--- begin Supplied material ---

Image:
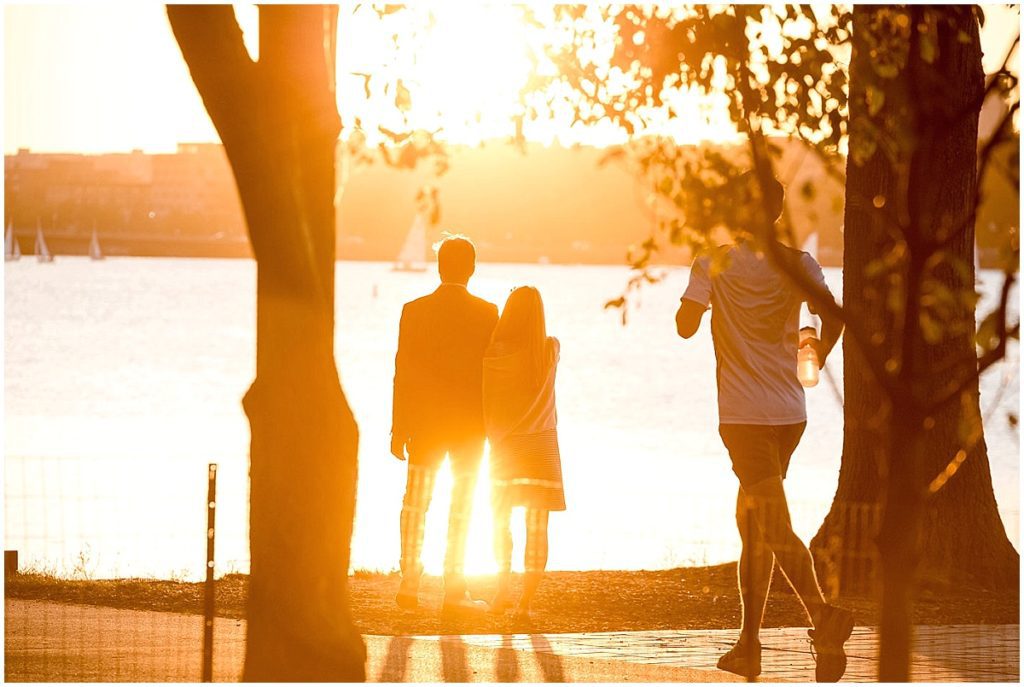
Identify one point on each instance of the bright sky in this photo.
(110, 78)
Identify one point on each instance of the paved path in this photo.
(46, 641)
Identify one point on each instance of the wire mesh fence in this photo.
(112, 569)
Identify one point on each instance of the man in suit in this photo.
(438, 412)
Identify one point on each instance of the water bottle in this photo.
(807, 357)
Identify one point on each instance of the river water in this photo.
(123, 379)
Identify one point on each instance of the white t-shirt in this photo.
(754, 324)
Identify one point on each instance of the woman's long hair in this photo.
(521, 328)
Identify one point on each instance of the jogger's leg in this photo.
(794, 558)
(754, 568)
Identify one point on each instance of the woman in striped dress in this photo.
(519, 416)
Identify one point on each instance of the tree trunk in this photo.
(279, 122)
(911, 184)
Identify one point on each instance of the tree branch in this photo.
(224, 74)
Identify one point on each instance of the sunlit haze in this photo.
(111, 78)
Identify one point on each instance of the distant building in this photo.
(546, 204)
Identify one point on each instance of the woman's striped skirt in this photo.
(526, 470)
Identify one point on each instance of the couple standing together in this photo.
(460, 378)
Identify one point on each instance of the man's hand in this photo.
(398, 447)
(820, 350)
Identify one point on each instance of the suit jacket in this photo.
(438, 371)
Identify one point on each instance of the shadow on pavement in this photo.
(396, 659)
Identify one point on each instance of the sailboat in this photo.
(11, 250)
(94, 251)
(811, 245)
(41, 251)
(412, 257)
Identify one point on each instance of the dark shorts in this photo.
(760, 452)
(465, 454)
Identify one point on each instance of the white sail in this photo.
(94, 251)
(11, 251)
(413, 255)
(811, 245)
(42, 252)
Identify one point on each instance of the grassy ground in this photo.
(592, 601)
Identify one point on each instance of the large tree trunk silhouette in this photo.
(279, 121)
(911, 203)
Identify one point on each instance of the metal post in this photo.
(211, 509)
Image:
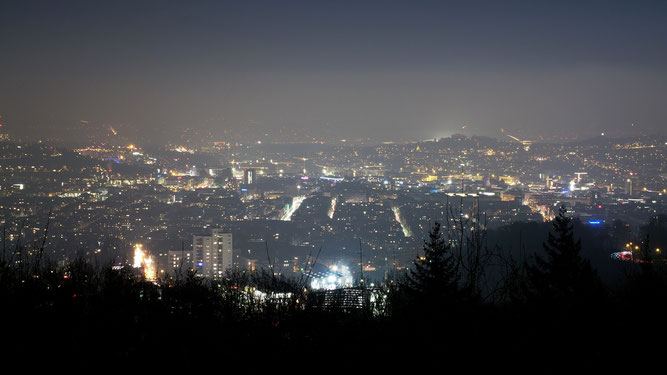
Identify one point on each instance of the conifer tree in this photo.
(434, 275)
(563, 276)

--- end Supplied material ---
--- begin Supplied material ---

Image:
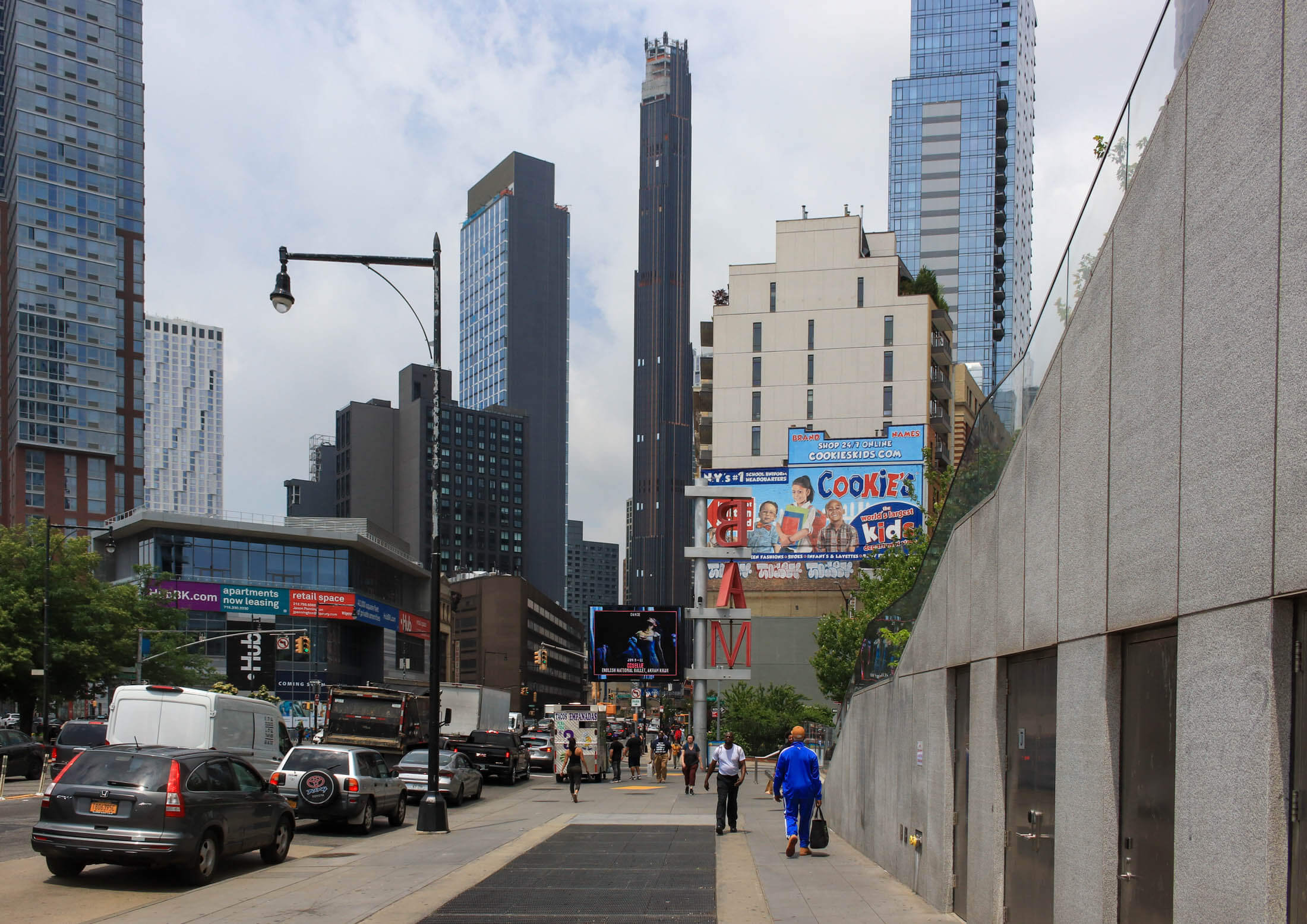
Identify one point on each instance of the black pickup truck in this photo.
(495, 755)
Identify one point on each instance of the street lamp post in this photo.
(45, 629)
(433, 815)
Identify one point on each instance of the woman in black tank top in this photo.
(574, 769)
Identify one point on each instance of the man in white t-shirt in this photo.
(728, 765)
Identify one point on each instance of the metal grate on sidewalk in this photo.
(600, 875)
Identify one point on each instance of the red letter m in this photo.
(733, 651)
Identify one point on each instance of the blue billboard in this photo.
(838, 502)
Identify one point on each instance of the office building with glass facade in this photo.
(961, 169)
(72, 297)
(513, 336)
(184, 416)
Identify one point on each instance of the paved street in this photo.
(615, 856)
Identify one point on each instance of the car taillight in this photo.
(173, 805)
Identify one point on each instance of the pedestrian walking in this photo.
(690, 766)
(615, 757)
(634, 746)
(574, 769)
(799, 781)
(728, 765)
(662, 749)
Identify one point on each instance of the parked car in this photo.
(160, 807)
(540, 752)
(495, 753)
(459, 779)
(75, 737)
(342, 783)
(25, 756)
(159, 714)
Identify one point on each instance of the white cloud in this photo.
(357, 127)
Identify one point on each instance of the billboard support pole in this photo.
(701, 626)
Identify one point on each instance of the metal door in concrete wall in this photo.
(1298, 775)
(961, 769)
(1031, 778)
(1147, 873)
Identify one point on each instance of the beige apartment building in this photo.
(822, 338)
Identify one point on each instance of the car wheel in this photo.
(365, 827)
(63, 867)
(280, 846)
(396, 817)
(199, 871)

--- end Supplied material ---
--- begin Supplied material ---

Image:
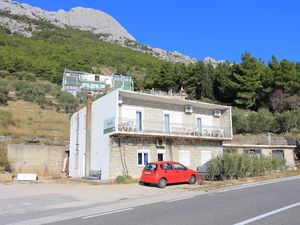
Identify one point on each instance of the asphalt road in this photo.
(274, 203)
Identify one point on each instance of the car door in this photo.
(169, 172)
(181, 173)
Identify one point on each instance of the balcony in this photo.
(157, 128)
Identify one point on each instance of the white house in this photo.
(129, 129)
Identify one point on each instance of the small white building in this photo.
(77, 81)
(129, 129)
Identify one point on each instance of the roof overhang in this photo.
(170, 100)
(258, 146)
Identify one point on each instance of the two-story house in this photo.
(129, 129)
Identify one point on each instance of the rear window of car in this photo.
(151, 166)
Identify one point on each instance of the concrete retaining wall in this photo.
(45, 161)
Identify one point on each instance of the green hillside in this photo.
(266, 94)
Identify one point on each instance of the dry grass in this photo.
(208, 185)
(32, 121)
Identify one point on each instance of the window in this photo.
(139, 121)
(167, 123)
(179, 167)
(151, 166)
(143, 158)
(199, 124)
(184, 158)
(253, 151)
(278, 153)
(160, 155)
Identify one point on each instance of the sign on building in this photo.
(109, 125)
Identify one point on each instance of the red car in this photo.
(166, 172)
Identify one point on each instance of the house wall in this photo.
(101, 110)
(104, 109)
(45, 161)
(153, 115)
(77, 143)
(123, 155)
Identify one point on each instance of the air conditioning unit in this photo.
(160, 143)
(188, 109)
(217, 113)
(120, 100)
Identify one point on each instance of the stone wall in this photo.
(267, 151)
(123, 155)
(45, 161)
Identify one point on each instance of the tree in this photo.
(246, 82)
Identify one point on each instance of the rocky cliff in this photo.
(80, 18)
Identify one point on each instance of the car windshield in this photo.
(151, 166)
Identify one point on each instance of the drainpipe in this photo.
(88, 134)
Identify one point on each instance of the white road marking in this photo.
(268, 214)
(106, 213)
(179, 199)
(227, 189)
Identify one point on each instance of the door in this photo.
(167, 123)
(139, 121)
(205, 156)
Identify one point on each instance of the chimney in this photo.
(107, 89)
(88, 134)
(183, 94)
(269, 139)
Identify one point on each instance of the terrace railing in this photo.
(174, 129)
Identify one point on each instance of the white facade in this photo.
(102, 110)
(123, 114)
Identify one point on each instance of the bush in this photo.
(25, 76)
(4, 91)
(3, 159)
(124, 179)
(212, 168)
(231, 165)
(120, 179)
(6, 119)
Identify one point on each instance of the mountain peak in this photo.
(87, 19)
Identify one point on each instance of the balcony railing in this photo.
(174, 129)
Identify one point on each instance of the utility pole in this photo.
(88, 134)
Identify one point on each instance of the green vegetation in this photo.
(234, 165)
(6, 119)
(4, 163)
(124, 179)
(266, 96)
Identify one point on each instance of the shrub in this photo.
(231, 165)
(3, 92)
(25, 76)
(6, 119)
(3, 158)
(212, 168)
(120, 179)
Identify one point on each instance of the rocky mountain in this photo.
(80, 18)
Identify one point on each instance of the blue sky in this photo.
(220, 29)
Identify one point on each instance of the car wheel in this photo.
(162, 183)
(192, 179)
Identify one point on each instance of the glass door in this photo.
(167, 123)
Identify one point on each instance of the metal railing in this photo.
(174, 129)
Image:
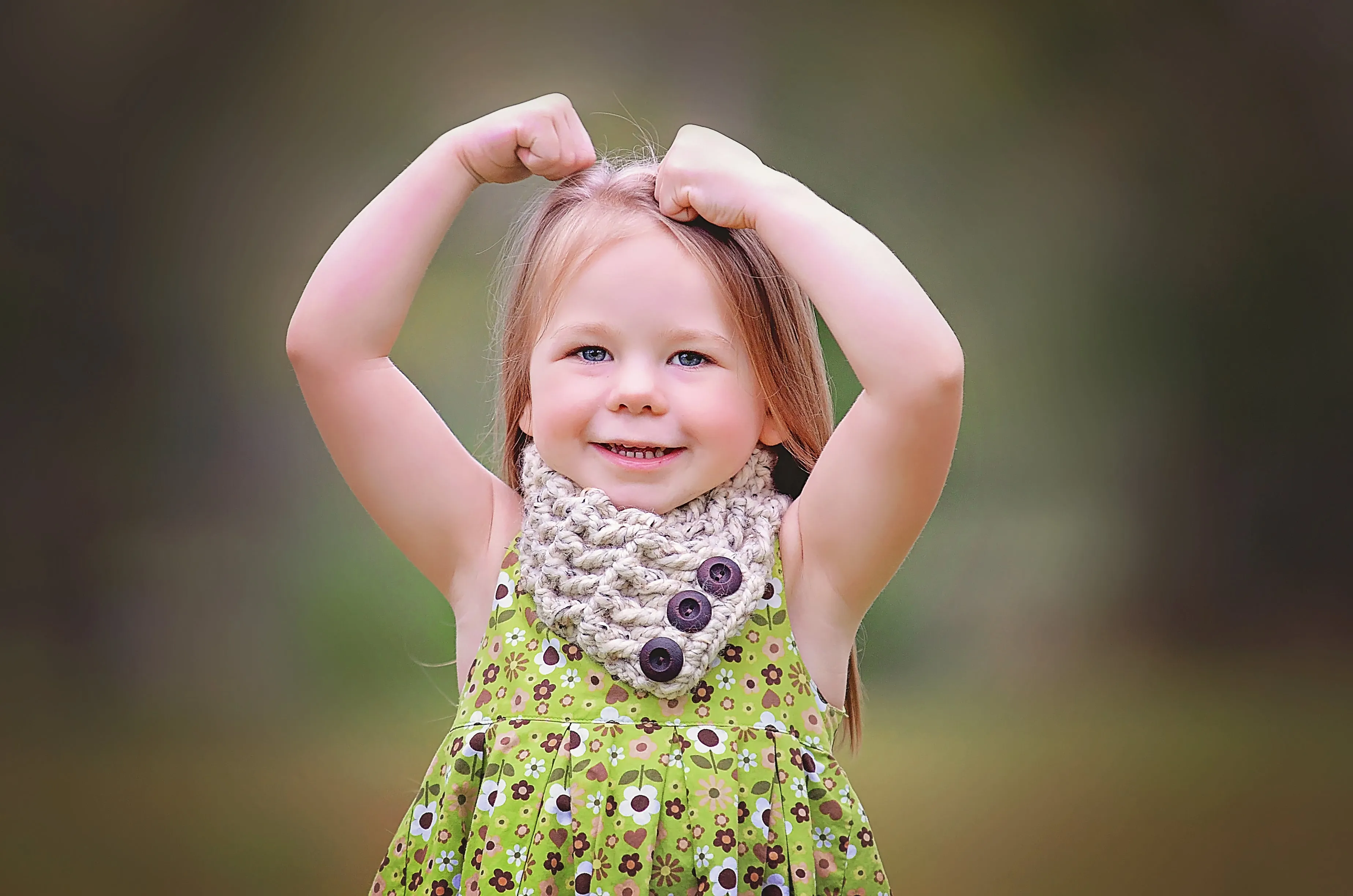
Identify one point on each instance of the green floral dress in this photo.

--- end Supplied material ---

» Stated goal: Scale the records from the line with "Identify one point on each instance of the terrace" up to and including the line with "Identify one point on each instance of the green floral": write out every line again, multiplying each point coordinate in the answers by 0.85 and rounding to whole numbers with halves rounded up. Give only these lines, and omit the pictures.

» Right answer:
Identify one point on each instance of the terrace railing in this photo.
(148, 110)
Identify one point on each instance of the white facade in this photo.
(87, 94)
(105, 97)
Identify one point on each instance of the bush in this photo.
(21, 65)
(3, 77)
(3, 135)
(105, 152)
(180, 143)
(196, 140)
(102, 152)
(5, 101)
Identify one point on each instance of the mountain peak in this photo.
(74, 16)
Identify one point on each instance of the balcony railing in this photo.
(148, 110)
Identify one point on each instance of the utility pole in this photo.
(75, 114)
Identify one point on each instance of the green vegetation in this photo.
(199, 140)
(5, 101)
(3, 139)
(105, 152)
(226, 82)
Identify one point on each instance of the shrub in this photo.
(196, 140)
(3, 78)
(21, 65)
(5, 101)
(3, 134)
(180, 143)
(102, 152)
Identify one point on each instance of the rocky mountain in this photo.
(68, 15)
Identify one point on each instance of the blue sky in this photo.
(187, 25)
Identify one point on each instance of the car wheel in this photo.
(138, 156)
(163, 152)
Identify one point on each instance of the glass door in this photo.
(142, 105)
Identify one point on each instance of the metal railing in this photo.
(148, 110)
Image:
Identify one point on each instance of the green floral dress in this photo.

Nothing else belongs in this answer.